-- Start of SELECTED EXCERPT --

This also retrieves the other side of the time filter from the first Node with (SELECT start FROM date_params). This is not strictly needed but it's convenient so you don't have to write the - interval 5 minute in multiple places, making it easier to update in the future.

With this, the same Copy Pipe can perform both functions: being executed on a regular schedule to keep up with fresh data, and being executed on-demand when needed.

Configure a Copy Pipe (CLI)

To create a Copy Pipe from the CLI, you need to create a .pipe file. This file follows the same format as any other .pipe file, including defining Nodes that contain your SQL queries. In this file, define the queries that will filter and transform the data as needed. The final result of all queries should be the result that you want to write into a Data Source.

You must define which Node contains the final result. To do this, include the following parameters at the end of the Node:

TYPE COPY
TARGET_DATASOURCE datasource_name
COPY_SCHEDULE --(optional) a cron expression or @on-demand. If not defined, it would default to @on-demand.
COPY_MODE append --(Optional) The strategy to ingest data for copy jobs. One of `append` or `replace`, if empty the default strategy is `append`.

There can be only one copy Node per Pipe, and no other outputs, such as Materialized Views or API Endpoints.

-- End of SELECTED EXCERPT --

## JOB
Retype the passage of the Copy Pipe documentation starting at "With this, the" and ending at "a Data Source.". The data that follows bears no relation to the Copy Pipe documentation.

-- Start of RAW DATA --

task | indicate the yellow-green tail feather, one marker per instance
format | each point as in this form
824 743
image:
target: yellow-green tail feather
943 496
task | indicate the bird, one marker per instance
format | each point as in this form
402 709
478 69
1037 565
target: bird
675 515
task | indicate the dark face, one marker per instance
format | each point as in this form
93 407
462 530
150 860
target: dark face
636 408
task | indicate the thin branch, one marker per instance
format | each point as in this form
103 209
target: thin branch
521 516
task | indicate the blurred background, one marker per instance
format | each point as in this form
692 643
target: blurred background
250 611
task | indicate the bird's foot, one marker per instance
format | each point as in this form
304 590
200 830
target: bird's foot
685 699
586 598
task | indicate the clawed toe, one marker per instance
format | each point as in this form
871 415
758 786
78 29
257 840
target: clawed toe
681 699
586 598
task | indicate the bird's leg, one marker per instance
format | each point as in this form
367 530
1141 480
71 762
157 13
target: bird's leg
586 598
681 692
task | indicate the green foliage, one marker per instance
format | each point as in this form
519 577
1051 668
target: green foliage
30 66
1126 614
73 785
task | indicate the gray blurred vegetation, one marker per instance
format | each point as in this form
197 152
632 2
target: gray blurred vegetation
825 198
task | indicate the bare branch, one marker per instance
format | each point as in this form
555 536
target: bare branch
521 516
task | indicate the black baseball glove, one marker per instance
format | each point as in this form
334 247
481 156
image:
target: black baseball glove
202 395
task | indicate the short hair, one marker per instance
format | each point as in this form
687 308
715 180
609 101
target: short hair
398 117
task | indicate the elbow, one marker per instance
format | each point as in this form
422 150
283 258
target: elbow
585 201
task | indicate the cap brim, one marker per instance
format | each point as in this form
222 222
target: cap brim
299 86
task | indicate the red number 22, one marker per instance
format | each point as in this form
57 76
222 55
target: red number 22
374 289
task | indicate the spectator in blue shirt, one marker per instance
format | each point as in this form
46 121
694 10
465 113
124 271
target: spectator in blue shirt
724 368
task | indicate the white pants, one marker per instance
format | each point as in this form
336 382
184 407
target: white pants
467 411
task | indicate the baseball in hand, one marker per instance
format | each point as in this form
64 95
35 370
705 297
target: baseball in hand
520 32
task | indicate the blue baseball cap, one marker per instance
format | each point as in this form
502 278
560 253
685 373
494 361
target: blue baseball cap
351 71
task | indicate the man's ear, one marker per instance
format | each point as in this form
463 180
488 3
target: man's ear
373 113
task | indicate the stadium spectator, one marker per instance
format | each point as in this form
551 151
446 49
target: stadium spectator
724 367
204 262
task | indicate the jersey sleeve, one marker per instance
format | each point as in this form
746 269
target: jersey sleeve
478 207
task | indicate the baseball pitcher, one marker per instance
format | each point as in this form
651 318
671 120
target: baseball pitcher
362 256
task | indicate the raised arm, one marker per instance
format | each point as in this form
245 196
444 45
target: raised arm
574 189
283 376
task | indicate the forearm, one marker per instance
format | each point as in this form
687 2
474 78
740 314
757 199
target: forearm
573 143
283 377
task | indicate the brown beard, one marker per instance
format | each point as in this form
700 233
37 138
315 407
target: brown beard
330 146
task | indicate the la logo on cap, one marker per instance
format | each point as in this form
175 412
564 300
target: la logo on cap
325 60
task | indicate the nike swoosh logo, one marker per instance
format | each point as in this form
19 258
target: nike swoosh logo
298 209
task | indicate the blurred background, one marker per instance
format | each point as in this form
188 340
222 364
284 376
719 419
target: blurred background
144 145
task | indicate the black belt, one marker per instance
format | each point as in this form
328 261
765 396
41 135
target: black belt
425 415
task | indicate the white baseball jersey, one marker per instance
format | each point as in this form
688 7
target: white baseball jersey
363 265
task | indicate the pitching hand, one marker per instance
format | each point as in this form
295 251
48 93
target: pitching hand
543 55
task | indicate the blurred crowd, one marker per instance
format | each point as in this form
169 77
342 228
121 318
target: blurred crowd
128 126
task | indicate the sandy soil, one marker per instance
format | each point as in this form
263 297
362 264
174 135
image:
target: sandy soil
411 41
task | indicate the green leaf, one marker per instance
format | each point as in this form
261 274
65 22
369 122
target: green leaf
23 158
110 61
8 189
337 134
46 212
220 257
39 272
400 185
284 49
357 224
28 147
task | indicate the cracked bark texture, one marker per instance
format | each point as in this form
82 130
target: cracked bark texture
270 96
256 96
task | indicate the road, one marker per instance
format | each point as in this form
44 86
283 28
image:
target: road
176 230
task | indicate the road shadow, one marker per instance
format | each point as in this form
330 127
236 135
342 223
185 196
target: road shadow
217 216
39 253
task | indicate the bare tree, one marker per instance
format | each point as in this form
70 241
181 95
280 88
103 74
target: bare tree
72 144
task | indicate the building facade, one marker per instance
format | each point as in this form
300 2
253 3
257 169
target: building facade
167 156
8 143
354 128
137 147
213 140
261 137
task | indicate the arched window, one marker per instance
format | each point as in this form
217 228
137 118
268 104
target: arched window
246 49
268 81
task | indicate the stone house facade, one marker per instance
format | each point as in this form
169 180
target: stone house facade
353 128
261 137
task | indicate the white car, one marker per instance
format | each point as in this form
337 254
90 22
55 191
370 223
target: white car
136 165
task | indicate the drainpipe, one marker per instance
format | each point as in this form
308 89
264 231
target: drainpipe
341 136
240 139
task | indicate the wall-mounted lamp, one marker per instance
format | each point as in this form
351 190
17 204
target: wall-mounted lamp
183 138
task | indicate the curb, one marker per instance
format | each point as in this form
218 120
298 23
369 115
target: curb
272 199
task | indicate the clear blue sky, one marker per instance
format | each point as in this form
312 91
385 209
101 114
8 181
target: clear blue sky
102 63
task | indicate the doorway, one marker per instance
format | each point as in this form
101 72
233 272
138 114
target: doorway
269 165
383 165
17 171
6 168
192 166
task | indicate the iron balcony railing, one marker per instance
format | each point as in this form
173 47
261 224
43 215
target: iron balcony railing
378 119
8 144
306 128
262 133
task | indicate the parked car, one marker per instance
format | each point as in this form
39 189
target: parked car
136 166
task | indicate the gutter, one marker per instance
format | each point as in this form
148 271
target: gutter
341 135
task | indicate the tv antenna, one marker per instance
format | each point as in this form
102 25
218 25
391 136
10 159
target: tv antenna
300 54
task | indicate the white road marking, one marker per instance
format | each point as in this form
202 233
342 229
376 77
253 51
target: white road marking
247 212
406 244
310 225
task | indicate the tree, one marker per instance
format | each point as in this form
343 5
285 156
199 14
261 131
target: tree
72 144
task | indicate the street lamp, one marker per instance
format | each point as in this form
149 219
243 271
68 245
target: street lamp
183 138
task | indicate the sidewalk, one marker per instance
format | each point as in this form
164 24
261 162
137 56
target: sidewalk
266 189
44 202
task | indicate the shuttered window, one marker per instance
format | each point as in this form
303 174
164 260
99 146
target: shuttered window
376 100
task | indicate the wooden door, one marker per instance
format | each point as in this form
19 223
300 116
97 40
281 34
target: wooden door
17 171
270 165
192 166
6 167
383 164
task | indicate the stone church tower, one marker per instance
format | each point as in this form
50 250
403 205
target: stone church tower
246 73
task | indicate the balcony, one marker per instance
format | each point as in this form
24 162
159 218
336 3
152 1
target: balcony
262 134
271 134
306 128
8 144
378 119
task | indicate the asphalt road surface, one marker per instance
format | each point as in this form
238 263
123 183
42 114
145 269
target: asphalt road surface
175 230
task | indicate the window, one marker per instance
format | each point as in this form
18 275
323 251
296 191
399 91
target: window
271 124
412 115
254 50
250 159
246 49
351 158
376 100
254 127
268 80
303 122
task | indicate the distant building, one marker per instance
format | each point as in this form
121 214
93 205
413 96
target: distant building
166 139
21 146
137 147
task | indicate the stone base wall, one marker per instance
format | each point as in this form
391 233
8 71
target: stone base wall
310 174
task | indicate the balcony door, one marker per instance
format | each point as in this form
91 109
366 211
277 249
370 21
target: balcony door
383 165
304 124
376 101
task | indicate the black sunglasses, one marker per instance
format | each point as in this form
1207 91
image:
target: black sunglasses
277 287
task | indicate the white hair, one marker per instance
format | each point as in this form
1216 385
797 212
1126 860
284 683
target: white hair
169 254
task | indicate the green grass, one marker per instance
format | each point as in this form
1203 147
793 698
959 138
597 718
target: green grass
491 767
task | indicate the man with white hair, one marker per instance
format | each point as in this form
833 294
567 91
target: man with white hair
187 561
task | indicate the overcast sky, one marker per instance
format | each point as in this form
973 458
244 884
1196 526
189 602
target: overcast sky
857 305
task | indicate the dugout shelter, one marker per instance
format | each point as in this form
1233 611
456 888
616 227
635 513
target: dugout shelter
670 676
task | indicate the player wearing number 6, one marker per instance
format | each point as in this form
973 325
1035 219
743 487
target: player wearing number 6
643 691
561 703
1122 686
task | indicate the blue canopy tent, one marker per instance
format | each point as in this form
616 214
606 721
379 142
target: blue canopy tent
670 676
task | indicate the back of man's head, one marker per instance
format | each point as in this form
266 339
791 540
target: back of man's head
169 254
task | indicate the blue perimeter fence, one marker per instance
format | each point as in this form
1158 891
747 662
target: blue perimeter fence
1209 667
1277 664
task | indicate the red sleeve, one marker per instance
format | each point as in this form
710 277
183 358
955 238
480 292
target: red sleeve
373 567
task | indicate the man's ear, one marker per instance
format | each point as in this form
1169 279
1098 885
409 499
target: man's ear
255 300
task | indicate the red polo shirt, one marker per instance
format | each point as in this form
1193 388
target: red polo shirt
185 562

-- End of RAW DATA --

## OUTPUT FOR THIS EXERCISE
With this, the same Copy Pipe can perform both functions: being executed on a regular schedule to keep up with fresh data, and being executed on-demand when needed.

Configure a Copy Pipe (CLI)

To create a Copy Pipe from the CLI, you need to create a .pipe file. This file follows the same format as any other .pipe file, including defining Nodes that contain your SQL queries. In this file, define the queries that will filter and transform the data as needed. The final result of all queries should be the result that you want to write into a Data Source.